**Work request**
Set the listing down exactly; no pictures.
#####
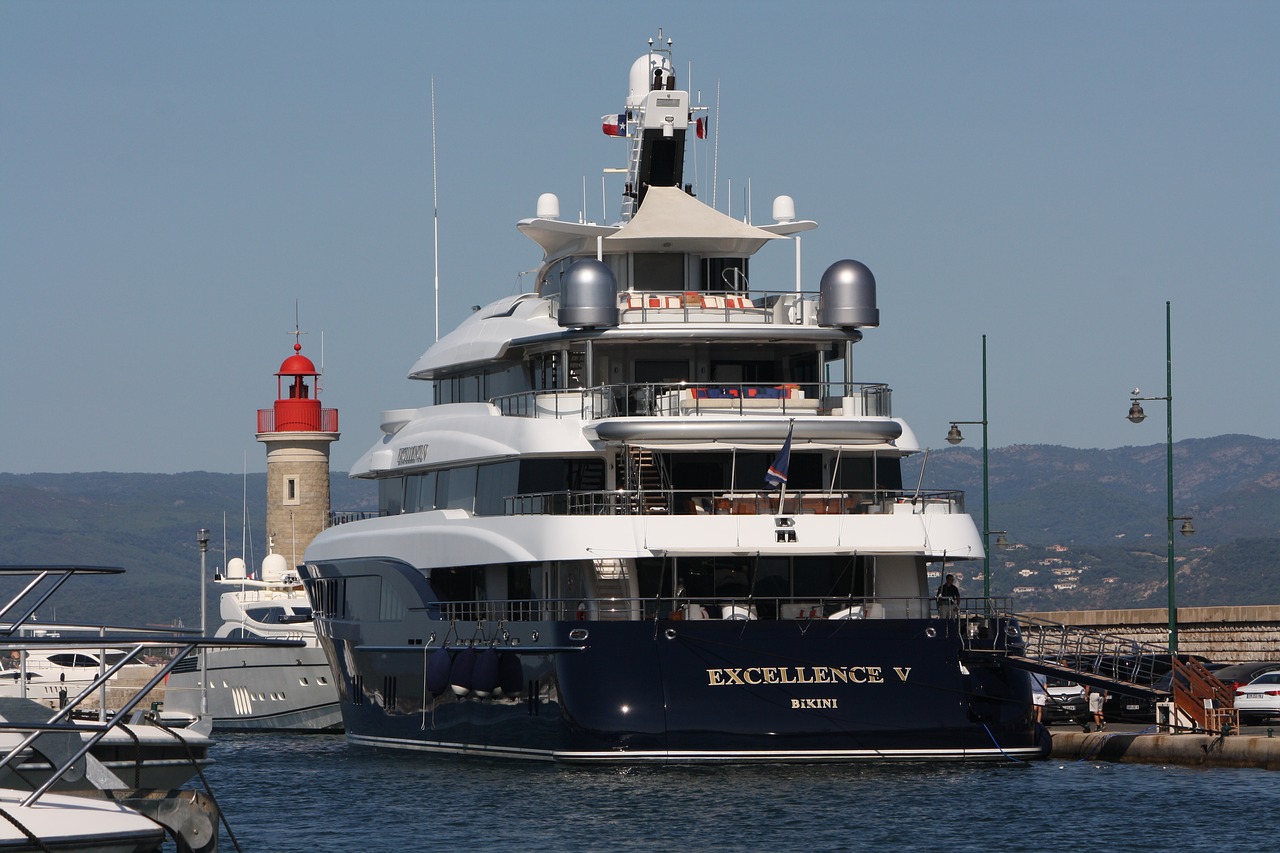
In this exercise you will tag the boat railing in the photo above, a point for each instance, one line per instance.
(691, 400)
(343, 516)
(704, 607)
(736, 502)
(664, 306)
#####
**Answer for this exercise**
In this exercise you will tag the boat railing in the photo above, a point for each instance, one line per instance.
(691, 400)
(343, 516)
(704, 607)
(736, 502)
(664, 306)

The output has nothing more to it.